◆ Entries shown ◆
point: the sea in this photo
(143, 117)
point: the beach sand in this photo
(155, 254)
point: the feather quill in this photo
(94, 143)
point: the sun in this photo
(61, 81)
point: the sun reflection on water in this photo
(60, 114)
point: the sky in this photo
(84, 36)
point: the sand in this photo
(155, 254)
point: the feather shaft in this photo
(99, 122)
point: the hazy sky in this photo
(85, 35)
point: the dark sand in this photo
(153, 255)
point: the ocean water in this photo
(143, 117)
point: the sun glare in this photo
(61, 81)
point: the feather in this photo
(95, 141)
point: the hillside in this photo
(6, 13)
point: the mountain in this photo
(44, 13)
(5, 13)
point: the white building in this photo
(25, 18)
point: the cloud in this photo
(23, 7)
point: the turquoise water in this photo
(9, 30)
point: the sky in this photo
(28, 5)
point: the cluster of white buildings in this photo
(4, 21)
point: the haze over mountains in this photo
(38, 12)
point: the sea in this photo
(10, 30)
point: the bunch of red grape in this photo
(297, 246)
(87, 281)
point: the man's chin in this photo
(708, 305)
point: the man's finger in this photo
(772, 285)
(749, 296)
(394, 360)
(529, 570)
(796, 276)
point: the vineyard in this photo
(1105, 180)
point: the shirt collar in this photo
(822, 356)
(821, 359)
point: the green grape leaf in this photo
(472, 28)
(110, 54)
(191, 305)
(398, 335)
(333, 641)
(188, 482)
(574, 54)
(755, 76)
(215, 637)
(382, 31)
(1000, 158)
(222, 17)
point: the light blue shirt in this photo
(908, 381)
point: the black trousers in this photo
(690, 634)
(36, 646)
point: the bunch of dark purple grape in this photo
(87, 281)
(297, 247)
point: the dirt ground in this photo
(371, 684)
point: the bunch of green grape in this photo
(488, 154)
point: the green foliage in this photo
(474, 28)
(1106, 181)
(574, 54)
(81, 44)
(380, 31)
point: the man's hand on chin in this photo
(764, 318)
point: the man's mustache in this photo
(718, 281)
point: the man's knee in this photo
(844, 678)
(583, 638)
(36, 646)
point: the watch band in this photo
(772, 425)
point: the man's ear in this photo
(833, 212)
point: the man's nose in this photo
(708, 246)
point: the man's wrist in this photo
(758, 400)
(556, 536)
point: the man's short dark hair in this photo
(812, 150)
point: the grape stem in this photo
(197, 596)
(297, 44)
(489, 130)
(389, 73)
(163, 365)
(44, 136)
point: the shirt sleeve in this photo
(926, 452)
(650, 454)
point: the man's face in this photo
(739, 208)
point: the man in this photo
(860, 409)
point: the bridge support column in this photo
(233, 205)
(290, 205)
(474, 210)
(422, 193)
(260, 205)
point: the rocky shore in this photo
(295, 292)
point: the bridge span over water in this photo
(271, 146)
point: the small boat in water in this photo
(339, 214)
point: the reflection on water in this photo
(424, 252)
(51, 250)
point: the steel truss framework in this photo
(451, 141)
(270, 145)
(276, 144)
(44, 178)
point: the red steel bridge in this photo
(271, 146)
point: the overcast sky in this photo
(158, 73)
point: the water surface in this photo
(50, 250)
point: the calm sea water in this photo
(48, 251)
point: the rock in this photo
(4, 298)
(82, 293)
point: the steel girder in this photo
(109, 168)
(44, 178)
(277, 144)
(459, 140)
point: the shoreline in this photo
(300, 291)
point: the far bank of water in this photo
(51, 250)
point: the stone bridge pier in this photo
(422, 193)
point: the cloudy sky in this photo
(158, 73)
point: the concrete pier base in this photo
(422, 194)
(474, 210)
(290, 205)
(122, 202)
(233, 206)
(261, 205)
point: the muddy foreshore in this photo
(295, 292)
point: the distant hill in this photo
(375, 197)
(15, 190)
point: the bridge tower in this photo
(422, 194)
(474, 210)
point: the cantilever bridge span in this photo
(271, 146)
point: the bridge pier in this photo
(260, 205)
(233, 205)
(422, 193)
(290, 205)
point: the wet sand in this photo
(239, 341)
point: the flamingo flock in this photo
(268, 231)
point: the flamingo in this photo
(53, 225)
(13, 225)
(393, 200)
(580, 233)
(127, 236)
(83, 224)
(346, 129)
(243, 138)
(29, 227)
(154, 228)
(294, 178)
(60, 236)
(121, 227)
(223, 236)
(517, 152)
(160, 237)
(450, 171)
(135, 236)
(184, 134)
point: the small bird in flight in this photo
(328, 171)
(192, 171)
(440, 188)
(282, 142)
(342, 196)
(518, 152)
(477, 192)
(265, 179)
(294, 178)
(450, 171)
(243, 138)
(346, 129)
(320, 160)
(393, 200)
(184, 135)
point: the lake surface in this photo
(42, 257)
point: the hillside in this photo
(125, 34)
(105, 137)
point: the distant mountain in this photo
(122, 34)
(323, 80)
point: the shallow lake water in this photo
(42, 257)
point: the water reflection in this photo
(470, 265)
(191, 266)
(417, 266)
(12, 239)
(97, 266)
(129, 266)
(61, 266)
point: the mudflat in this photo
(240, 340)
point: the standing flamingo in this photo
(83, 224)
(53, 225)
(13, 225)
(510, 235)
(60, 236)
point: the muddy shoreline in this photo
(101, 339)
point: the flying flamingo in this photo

◆ Exercise task ◆
Scale the stretch from the line containing "point: the mudflat in this photo" through the end of the records: write every line again, requests included, with each coordinate in the answers multiplied by 1.75 and rounded to a whole number, halves rounded up.

◆ Output for this task ◆
point: the mudflat in this photo
(420, 595)
point: the standing flamingo in this photo
(145, 392)
(93, 394)
(23, 394)
(893, 411)
(105, 413)
point: the muddy shoreline in this photo
(177, 593)
point: the flying flamingo in this photo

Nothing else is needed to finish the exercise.